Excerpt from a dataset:
____________
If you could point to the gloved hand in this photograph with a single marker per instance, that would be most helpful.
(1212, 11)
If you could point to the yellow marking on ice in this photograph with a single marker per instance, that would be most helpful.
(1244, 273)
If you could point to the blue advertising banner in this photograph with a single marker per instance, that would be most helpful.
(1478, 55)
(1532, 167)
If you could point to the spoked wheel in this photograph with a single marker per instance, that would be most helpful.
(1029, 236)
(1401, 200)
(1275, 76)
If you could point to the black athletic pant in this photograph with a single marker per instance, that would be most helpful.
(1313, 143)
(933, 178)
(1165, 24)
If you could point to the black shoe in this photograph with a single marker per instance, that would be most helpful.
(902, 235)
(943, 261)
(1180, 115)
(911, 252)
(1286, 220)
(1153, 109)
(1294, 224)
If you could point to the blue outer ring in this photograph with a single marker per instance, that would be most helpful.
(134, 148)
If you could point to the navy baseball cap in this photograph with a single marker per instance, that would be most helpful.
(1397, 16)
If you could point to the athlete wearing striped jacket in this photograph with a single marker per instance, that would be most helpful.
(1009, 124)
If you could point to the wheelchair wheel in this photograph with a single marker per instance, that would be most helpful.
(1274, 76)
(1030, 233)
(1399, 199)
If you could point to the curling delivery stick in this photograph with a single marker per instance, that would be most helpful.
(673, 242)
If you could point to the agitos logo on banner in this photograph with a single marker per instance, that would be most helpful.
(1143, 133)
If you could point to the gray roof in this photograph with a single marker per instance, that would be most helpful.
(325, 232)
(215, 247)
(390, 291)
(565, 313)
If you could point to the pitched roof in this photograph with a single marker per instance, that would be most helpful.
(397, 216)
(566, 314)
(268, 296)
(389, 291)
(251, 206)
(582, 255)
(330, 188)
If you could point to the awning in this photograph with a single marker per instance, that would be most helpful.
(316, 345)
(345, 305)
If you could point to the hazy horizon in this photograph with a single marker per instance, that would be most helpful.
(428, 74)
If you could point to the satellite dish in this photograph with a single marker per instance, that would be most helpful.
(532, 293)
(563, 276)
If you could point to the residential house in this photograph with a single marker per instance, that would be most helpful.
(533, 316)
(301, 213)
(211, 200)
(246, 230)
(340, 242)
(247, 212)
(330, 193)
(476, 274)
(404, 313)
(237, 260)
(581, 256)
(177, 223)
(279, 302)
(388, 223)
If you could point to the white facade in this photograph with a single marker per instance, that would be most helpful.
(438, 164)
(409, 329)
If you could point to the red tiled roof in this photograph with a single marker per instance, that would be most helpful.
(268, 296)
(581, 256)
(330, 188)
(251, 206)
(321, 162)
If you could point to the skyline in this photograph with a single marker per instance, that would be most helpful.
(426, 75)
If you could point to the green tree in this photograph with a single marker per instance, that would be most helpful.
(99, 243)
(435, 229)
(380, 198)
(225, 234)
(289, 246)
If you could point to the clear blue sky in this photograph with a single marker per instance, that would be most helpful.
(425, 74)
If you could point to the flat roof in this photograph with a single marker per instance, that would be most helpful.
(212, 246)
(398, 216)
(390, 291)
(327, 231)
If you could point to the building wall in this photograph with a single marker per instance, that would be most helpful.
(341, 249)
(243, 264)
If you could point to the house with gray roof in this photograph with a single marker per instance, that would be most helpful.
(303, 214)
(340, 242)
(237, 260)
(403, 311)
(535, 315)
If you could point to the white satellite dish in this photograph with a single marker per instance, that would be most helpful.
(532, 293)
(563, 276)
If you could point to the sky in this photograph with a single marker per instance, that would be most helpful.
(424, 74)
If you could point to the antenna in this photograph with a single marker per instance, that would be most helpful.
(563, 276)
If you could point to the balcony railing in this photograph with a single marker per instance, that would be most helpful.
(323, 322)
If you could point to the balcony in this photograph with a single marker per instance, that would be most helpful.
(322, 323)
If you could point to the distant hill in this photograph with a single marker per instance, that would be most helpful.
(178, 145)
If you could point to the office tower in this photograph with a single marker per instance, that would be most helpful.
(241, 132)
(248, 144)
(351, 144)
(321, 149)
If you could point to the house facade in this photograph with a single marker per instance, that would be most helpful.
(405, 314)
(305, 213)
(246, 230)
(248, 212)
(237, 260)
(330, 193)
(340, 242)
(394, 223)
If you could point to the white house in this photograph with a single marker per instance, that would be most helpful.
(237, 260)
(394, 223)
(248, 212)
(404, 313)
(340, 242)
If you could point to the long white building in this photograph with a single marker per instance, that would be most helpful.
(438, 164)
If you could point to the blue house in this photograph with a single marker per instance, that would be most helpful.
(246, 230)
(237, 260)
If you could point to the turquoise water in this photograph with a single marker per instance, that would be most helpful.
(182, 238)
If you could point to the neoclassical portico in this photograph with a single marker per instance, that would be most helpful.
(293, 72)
____________
__REQUIRED WORK__.
From the listing above, reproduce all the lines exactly.

__SOLVED EXERCISE__.
If you could point to the gloved hand in this photograph with a single marker per instance, that would be most helpful.
(1212, 11)
If you could point to the yellow marking on ice in this photograph with a single marker per instance, that would be most helpful.
(1244, 273)
If you could point to the blue advertising banner in this photograph with a single marker per instance, that would be most helpful.
(1478, 55)
(1532, 167)
If you could point to the spoked wheel in this photograph with a single marker per instance, that would be most helpful.
(1029, 236)
(1401, 200)
(1275, 76)
If you could point to the black athletic pant in this photograph with a single marker per instance, that would be most helpful.
(1313, 143)
(933, 178)
(1165, 24)
If you could point to the black shoe in this photograph with a single marker per instance, that would be most helpful.
(902, 235)
(943, 261)
(1180, 115)
(911, 252)
(1286, 220)
(1153, 109)
(1294, 224)
If you could point to the blue outer ring in this photograph with a single marker per instance, that would be most helpful.
(134, 148)
If you could point to the navy baseball cap in this photograph with a single marker per instance, that would be most helpful.
(1397, 16)
If you could point to the athlete wearing striped jacket in this photograph with a single marker per instance, that would be most helpful.
(1009, 124)
If you could point to the wheelchair wheel in this photograph with a single marker per instance, that would be most helpful.
(1274, 76)
(1030, 233)
(1399, 199)
If you could point to the curling delivery stick in this photograph with a single marker per instance, that would be most helpful.
(673, 242)
If you could point to the agitos logo on banner in this photograph with a single marker per instance, that would be most helpful.
(1143, 133)
If you could point to the gray roof in this photograph with a single marker per instance, that would be most helpful.
(325, 232)
(215, 247)
(390, 291)
(565, 313)
If you could point to the pitched roof in this photograph with a single marker per instance, that would be most helpful.
(397, 216)
(566, 314)
(268, 296)
(389, 291)
(251, 206)
(582, 255)
(330, 188)
If you could point to the awning in this photograph with a single marker per instance, that would be most helpful.
(316, 345)
(345, 305)
If you could point to the hazy horizon in this photograph with a single marker per instance, that would be most helpful.
(428, 74)
If you could point to the satellite dish in this photograph with a single marker per instance, that would be most helpful.
(532, 293)
(563, 276)
If you could point to the residential house in this photograph with a single marker per instance, that would be most helpful.
(533, 316)
(301, 213)
(211, 200)
(246, 230)
(340, 242)
(247, 212)
(330, 193)
(476, 274)
(404, 313)
(237, 260)
(581, 256)
(177, 223)
(279, 302)
(388, 223)
If you could point to the white facade in this photograph with a single marker per instance, that would be most helpful.
(438, 164)
(409, 329)
If you could point to the red tiled roof in this photograph with a single marker per instance, that would be most helpful.
(268, 296)
(581, 256)
(330, 188)
(251, 206)
(321, 162)
If you could point to the skyline in this photograph with a single marker per instance, that would be most helpful.
(426, 75)
If you could point to the green tree in this photograph with a single marker per instance, that would be most helpful.
(99, 243)
(435, 229)
(380, 198)
(225, 234)
(289, 246)
If you could point to the clear blue sky in this photograph with a single marker per instance, that would be most helpful.
(425, 74)
If you could point to the flat roof in this photograph with a single marker per instance, that would be most helpful.
(212, 246)
(398, 216)
(390, 291)
(327, 231)
If you could point to the building wall in this photograph with a single marker per instance, that would be most helpful.
(341, 249)
(243, 264)
If you could point to the house with gray roof in this photograph with a single marker per instance, that would be most helpful.
(303, 214)
(340, 242)
(237, 260)
(403, 311)
(535, 315)
If you could point to the white satellite dish in this photograph with a single marker per instance, that would be most helpful.
(532, 293)
(563, 276)
If you could point to the sky in this photograph with a single marker per instance, that would be most helpful.
(424, 74)
If you could point to the antenna in this photograph with a single marker per instance, that would be most helpful.
(563, 276)
If you could point to the balcony railing in this photograph with a single marker per instance, that would be most helpful.
(323, 322)
If you could point to the balcony in this photograph with a single marker per instance, that would be most helpful.
(322, 323)
If you could point to the distant hill in this photograph with a single marker per instance, that would be most helpful.
(178, 145)
If you could point to the office tower in this photograph with a single marker per instance, that would be most helpful.
(241, 132)
(248, 144)
(351, 144)
(321, 149)
If you could point to the house facade in this photograph with a single marker per instance, that would be most helpful.
(405, 314)
(305, 213)
(246, 230)
(248, 212)
(237, 260)
(330, 193)
(340, 242)
(394, 223)
If you could point to the white house in this photograph with a single marker per instance, that would be most helpful.
(237, 260)
(394, 223)
(248, 212)
(404, 313)
(340, 242)
If you could point to the long white building in this photograph with a single marker per instance, that would be most helpful.
(438, 164)
If you could point to the blue house in this photograph with a single marker per instance, that would be most helpful.
(246, 230)
(237, 260)
If you could point to the turquoise water in this photograph with a single marker per instance, that would be most helpful.
(182, 238)
If you could point to the neoclassical portico in this photograph with a single marker per instance, that would be most helpful.
(293, 72)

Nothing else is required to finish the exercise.